[Source text]
One of the Most Talented Wrestlers in 70s
September 11, 2020, 12:00 am
Welcome to A Look Back, where we pick out different wrestlers we believe are a little neglected for people to research, listen to podcasts about, or to discover their matches on the WWE Network or YouTube.
The star of our first edition? Allow us to introduce Vivian Vachon!
I hear so many people say wrestling used to be better in the 70s. Then it used to be better in the 80s when Hulk Hogan was around. Then there’s people who idolise the 90s, when Bret and Shawn were locked in their power struggle. Then people said it was better in the late 90s when the Attitude Era came, or even after during the Ruthless Aggression Era. I don’t remember some of these wrestlers because they were before my time or when I wasn’t following wrestling. So I would like to go back and explore them.
We’ve been getting some of this, of course, with the Dark Side of the Ring. The Dark Side of the Ring’s two seasons have been unbelievable. There have been a lot of wrestlers that I had never heard of or had heard their names, but I had no clue as to their stories. Then, hearing that A&E is going to be filming biographies of some wrestlers, made me want to look into some of the forgotten superstars of yesteryear.
So, let’s start our look back…
The Beginnings of Vivian Vachon
Vivian was born on January 23rd, 1951, as Diane Vachon. She was born in Vermont, but her family moved near to Montreal in Canada. The Vachons had 13 children and soon became a famous wrestling family, of which Vivian was the baby of the family. Known throughout the United States and Canada, the Vachons wrestled as French Canadians.

[Required actions]
**a)** Based on the article about Vivian Vachon, say whether each statement agrees with it, answering yes or no and quoting the deciding words: (i) Vivian Vachon was born in Montreal. (ii) The Vachon family had 13 children. (iii) The Dark Side of the Ring has had three seasons.
**b)** Retype the article about Vivian Vachon from "We’ve been getting" to "superstars of yesteryear.".
**c)** Extend the article about Vivian Vachon, picking up after its last sentence.

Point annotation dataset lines
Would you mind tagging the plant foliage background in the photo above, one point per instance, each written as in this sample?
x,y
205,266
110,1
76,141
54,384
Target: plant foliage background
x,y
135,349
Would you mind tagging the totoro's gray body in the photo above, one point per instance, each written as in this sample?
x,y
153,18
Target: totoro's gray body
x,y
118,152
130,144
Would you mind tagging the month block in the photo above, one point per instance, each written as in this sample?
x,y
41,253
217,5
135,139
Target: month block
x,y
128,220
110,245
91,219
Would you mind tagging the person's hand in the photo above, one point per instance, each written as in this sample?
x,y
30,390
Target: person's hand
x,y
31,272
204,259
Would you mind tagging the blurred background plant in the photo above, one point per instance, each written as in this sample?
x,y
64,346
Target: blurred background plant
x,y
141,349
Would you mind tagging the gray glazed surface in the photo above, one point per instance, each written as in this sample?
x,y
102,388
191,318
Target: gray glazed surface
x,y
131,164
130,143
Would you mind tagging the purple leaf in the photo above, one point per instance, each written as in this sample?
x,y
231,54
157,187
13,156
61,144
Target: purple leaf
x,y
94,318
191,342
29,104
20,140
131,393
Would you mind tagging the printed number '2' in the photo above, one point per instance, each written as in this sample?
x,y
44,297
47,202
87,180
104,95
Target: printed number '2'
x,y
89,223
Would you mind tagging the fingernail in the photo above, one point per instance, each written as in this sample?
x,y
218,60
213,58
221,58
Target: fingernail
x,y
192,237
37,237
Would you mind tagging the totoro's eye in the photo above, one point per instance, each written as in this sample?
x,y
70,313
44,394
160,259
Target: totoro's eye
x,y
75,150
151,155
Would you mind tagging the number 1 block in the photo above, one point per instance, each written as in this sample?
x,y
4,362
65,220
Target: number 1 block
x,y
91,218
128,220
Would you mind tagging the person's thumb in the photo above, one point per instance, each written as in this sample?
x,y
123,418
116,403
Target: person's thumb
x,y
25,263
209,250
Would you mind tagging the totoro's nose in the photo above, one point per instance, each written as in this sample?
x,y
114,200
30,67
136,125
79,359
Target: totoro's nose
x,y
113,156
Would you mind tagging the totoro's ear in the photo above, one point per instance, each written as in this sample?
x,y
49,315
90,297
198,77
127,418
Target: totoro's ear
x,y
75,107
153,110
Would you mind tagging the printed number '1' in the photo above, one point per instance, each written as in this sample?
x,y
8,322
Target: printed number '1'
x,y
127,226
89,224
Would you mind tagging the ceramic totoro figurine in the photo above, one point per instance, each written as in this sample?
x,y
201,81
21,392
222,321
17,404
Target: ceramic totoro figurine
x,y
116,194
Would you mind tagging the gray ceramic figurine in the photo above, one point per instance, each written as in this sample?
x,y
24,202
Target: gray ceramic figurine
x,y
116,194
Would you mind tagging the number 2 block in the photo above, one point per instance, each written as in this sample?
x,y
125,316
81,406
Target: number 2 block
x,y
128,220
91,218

[Exercise results]
**a)**
(i) No: "She was born in Vermont, but her family moved near to Montreal in Canada."
(ii) Yes: "The Vachons had 13 children"
(iii) No: "The Dark Side of the Ring’s two seasons have been unbelievable."

**b)**
We’ve been getting some of this, of course, with the Dark Side of the Ring. The Dark Side of the Ring’s two seasons have been unbelievable. There have been a lot of wrestlers that I had never heard of or had heard their names, but I had no clue as to their stories. Then, hearing that A&E is going to be filming biographies of some wrestlers, made me want to look into some of the forgotten superstars of yesteryear.

**c)**
Vivian’s two older brothers are particularly notable. Maurice “Mad Dog” Vachon and Paul “Butcher” Vachon wrestled with the AWA and NWA, amongst others. Maurice also had a child that many of you may remember: the legendary Luna Vachon. Yet, I’m interested in Vivian and her career because of The Fabulous Moolah.
Some friends were talking about stories they had heard about The Fabulous Moolah in her territory days and her time in the WWE. Now, I look forward to one day sitting down to research her. Her career touched so many others and spanned so many years. There are so many stories out there. But when my friends were talking about Moolah’s career, the name Vivian Vachon was brought up and I realised we didn’t actually know a lot about her.
The Vachon Family
I was intrigued enough to do a little bit of research. As mentioned above, Maurice and Paul were wrestlers and Vivian’s older brothers. They were particularly big in the AWA and NWA. Vince McMahon does own film of them there. You can see them on the WWE Network if you type in Vachon to pull up the whole family, with various wrestling matches and interviews on there. There was a 15 minute segment of Paul being involved in a wedding angle that they did. Some of the segments and matches are good. But the only thing that I could find on the WWE Network about Vivian was a Madison Square Garden show she wrestled on from 1977. She was 26 years old.
Vivian Vachon — One of the Best?
Many people and magazines of that era will say that Vivian Vachon was one of the best wrestlers in the 1970s. That was a shock to me for her to be at the top and considered one of the best wrestlers in a decade, and yet I had never heard of her. Granted, I don’t know my wrestling history that fully, but you would think the top wrestlers in each era you would have heard of. I never got to see Bruno Samartino wrestle, for instance, but I got to see him in his later years on Saturday Night Main Event. He would come on, thank people and raise his hand. I never saw him wrestle, but at least I know about him from this and from reading about. I had never heard Vivian Vachon mentioned before. Why?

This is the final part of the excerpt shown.